- **SELECTED TEXT**:
The SDTMIG should be followed unless otherwise indicated in this Guide or in the
Catalog. The conformance criteria listed in the SDTMIG should not be interpreted as the
sole determinant of the adequacy of submitted data. If there is uncertainty regarding
implementation, the sponsor should discuss application-specific questions with the
review division and general standards implementation questions with the specific center
resources identified elsewhere in this Guide (See section 1.2). Each submitted SDTM
dataset should have its contents described with complete metadata in the define.xml file
(See section 4.1.4.5) and within the cSDRG as appropriate (See section 2.2). No data
should be imputed in SDTM datasets. Data should only be imputed in ADaM datasets
(See section 4.1.2.9).
Except for variables that are defined in the SDTMIG as being coded, no numerically
coded variables should typically be submitted as part of the SDTM datasets. Numeric
values generated from validated scoring instruments or questionnaires do not represent
codes, and therefore have no relevance for this issue. There may be special instances
when codes are preferred, hence sponsors should refer to the review division for
direction, if there are any questions.
Subject Identifier (SUBJID)
The SUBJID is an ID of the entity (i.e., person) that participates in a trial. If the same
subject is screened more than once in a trial, then the subject’s SUBJID should be
different.
Unique Subject Identifier (USUBJID)
Each individual subject should be assigned a single unique identifier across the entire
application. This is in addition to the subject ID (SUBJID) used to identify subjects in
each study and its corresponding study report. An individual subject should have the
exact same unique identifier across all datasets, including between SDTM and ADaM
datasets. Subjects that participate in more than one study should maintain the same
USUBJID across all studies. It is important to follow this convention to enable pooling
of a single subject’s data across studies (e.g., a randomized control trial and an extension
study).

- **EXERCISE INSTRUCTIONS**:
a: Return the stretch of the SDTM guidance text from "The SUBJID is" through "Subject Identifier (USUBJID)", copied word for word.
b: In the SDTM guidance text, what kind of datasets are the only ones where data should be imputed?

- **RECORDED INFORMATION**:
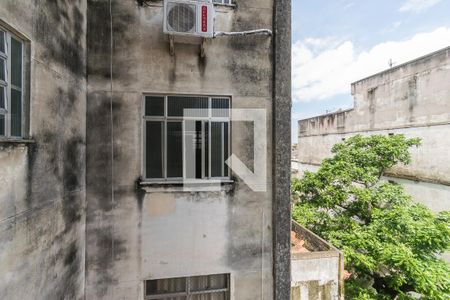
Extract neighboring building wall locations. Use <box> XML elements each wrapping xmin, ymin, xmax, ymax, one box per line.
<box><xmin>86</xmin><ymin>0</ymin><xmax>290</xmax><ymax>300</ymax></box>
<box><xmin>0</xmin><ymin>0</ymin><xmax>86</xmax><ymax>299</ymax></box>
<box><xmin>291</xmin><ymin>222</ymin><xmax>344</xmax><ymax>300</ymax></box>
<box><xmin>299</xmin><ymin>48</ymin><xmax>450</xmax><ymax>209</ymax></box>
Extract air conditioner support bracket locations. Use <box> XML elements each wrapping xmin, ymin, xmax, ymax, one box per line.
<box><xmin>200</xmin><ymin>38</ymin><xmax>206</xmax><ymax>58</ymax></box>
<box><xmin>169</xmin><ymin>35</ymin><xmax>175</xmax><ymax>56</ymax></box>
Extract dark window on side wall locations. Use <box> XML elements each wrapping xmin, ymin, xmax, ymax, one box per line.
<box><xmin>0</xmin><ymin>27</ymin><xmax>24</xmax><ymax>138</ymax></box>
<box><xmin>145</xmin><ymin>274</ymin><xmax>230</xmax><ymax>300</ymax></box>
<box><xmin>144</xmin><ymin>96</ymin><xmax>230</xmax><ymax>181</ymax></box>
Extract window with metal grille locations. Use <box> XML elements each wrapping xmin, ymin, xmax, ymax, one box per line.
<box><xmin>213</xmin><ymin>0</ymin><xmax>233</xmax><ymax>4</ymax></box>
<box><xmin>145</xmin><ymin>274</ymin><xmax>230</xmax><ymax>300</ymax></box>
<box><xmin>144</xmin><ymin>95</ymin><xmax>230</xmax><ymax>181</ymax></box>
<box><xmin>0</xmin><ymin>27</ymin><xmax>23</xmax><ymax>137</ymax></box>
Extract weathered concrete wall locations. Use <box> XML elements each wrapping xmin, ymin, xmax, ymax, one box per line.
<box><xmin>299</xmin><ymin>48</ymin><xmax>450</xmax><ymax>185</ymax></box>
<box><xmin>291</xmin><ymin>252</ymin><xmax>341</xmax><ymax>300</ymax></box>
<box><xmin>86</xmin><ymin>0</ymin><xmax>274</xmax><ymax>300</ymax></box>
<box><xmin>0</xmin><ymin>0</ymin><xmax>86</xmax><ymax>299</ymax></box>
<box><xmin>291</xmin><ymin>221</ymin><xmax>344</xmax><ymax>300</ymax></box>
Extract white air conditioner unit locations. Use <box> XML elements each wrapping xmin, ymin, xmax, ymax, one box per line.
<box><xmin>164</xmin><ymin>0</ymin><xmax>214</xmax><ymax>38</ymax></box>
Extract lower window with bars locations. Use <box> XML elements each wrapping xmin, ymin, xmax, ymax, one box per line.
<box><xmin>145</xmin><ymin>274</ymin><xmax>230</xmax><ymax>300</ymax></box>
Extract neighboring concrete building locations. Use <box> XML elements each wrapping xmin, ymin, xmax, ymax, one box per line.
<box><xmin>298</xmin><ymin>48</ymin><xmax>450</xmax><ymax>211</ymax></box>
<box><xmin>291</xmin><ymin>221</ymin><xmax>345</xmax><ymax>300</ymax></box>
<box><xmin>0</xmin><ymin>0</ymin><xmax>291</xmax><ymax>300</ymax></box>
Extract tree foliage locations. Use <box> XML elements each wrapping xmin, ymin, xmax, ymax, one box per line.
<box><xmin>292</xmin><ymin>135</ymin><xmax>450</xmax><ymax>300</ymax></box>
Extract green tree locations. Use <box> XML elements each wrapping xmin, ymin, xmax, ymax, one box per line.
<box><xmin>292</xmin><ymin>135</ymin><xmax>450</xmax><ymax>300</ymax></box>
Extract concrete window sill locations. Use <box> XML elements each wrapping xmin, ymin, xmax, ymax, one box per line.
<box><xmin>0</xmin><ymin>138</ymin><xmax>36</xmax><ymax>145</ymax></box>
<box><xmin>139</xmin><ymin>179</ymin><xmax>235</xmax><ymax>193</ymax></box>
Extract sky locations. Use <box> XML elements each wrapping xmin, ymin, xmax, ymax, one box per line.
<box><xmin>292</xmin><ymin>0</ymin><xmax>450</xmax><ymax>143</ymax></box>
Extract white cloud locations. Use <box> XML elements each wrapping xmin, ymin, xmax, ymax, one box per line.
<box><xmin>292</xmin><ymin>27</ymin><xmax>450</xmax><ymax>102</ymax></box>
<box><xmin>399</xmin><ymin>0</ymin><xmax>442</xmax><ymax>12</ymax></box>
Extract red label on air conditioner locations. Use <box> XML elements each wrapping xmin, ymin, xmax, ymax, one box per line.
<box><xmin>202</xmin><ymin>6</ymin><xmax>208</xmax><ymax>32</ymax></box>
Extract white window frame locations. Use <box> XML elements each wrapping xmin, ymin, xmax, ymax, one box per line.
<box><xmin>144</xmin><ymin>274</ymin><xmax>231</xmax><ymax>300</ymax></box>
<box><xmin>142</xmin><ymin>94</ymin><xmax>232</xmax><ymax>184</ymax></box>
<box><xmin>0</xmin><ymin>25</ymin><xmax>25</xmax><ymax>139</ymax></box>
<box><xmin>213</xmin><ymin>0</ymin><xmax>234</xmax><ymax>5</ymax></box>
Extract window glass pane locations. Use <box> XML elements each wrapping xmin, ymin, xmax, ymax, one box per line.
<box><xmin>11</xmin><ymin>38</ymin><xmax>22</xmax><ymax>87</ymax></box>
<box><xmin>211</xmin><ymin>122</ymin><xmax>224</xmax><ymax>177</ymax></box>
<box><xmin>205</xmin><ymin>121</ymin><xmax>210</xmax><ymax>177</ymax></box>
<box><xmin>145</xmin><ymin>96</ymin><xmax>164</xmax><ymax>117</ymax></box>
<box><xmin>190</xmin><ymin>274</ymin><xmax>228</xmax><ymax>291</ymax></box>
<box><xmin>0</xmin><ymin>115</ymin><xmax>5</xmax><ymax>135</ymax></box>
<box><xmin>10</xmin><ymin>89</ymin><xmax>22</xmax><ymax>136</ymax></box>
<box><xmin>167</xmin><ymin>122</ymin><xmax>183</xmax><ymax>178</ymax></box>
<box><xmin>145</xmin><ymin>122</ymin><xmax>163</xmax><ymax>178</ymax></box>
<box><xmin>145</xmin><ymin>278</ymin><xmax>186</xmax><ymax>296</ymax></box>
<box><xmin>0</xmin><ymin>58</ymin><xmax>6</xmax><ymax>81</ymax></box>
<box><xmin>167</xmin><ymin>96</ymin><xmax>208</xmax><ymax>117</ymax></box>
<box><xmin>0</xmin><ymin>86</ymin><xmax>6</xmax><ymax>108</ymax></box>
<box><xmin>184</xmin><ymin>120</ymin><xmax>203</xmax><ymax>179</ymax></box>
<box><xmin>0</xmin><ymin>31</ymin><xmax>6</xmax><ymax>53</ymax></box>
<box><xmin>211</xmin><ymin>98</ymin><xmax>230</xmax><ymax>117</ymax></box>
<box><xmin>190</xmin><ymin>292</ymin><xmax>228</xmax><ymax>300</ymax></box>
<box><xmin>223</xmin><ymin>122</ymin><xmax>230</xmax><ymax>177</ymax></box>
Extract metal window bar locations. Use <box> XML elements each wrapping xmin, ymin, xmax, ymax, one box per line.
<box><xmin>145</xmin><ymin>274</ymin><xmax>230</xmax><ymax>300</ymax></box>
<box><xmin>143</xmin><ymin>95</ymin><xmax>231</xmax><ymax>182</ymax></box>
<box><xmin>213</xmin><ymin>0</ymin><xmax>233</xmax><ymax>5</ymax></box>
<box><xmin>0</xmin><ymin>28</ymin><xmax>24</xmax><ymax>139</ymax></box>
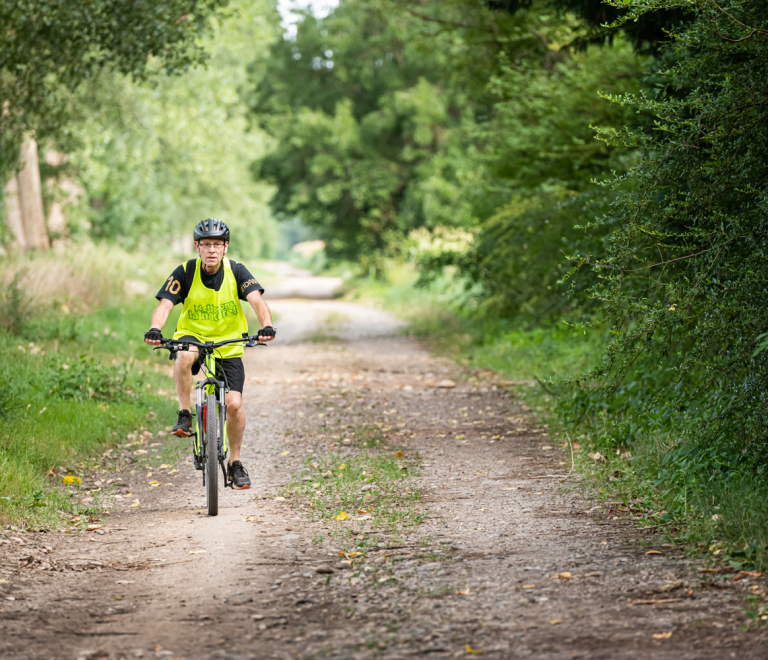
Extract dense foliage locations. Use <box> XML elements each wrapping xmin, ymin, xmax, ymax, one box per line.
<box><xmin>63</xmin><ymin>2</ymin><xmax>277</xmax><ymax>258</ymax></box>
<box><xmin>576</xmin><ymin>0</ymin><xmax>768</xmax><ymax>470</ymax></box>
<box><xmin>0</xmin><ymin>0</ymin><xmax>225</xmax><ymax>177</ymax></box>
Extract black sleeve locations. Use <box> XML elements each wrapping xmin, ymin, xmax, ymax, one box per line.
<box><xmin>232</xmin><ymin>262</ymin><xmax>264</xmax><ymax>300</ymax></box>
<box><xmin>155</xmin><ymin>264</ymin><xmax>189</xmax><ymax>305</ymax></box>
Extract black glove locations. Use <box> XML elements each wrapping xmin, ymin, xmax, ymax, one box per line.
<box><xmin>144</xmin><ymin>328</ymin><xmax>163</xmax><ymax>341</ymax></box>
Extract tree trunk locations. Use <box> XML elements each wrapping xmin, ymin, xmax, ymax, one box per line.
<box><xmin>19</xmin><ymin>138</ymin><xmax>50</xmax><ymax>251</ymax></box>
<box><xmin>3</xmin><ymin>174</ymin><xmax>27</xmax><ymax>250</ymax></box>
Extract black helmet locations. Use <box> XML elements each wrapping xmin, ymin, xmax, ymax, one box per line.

- **SOLUTION LIST**:
a:
The SUBJID is an ID of the entity (i.e., person) that participates in a trial. If the same
subject is screened more than once in a trial, then the subject’s SUBJID should be
different.
Unique Subject Identifier (USUBJID)

b: ADaM datasets.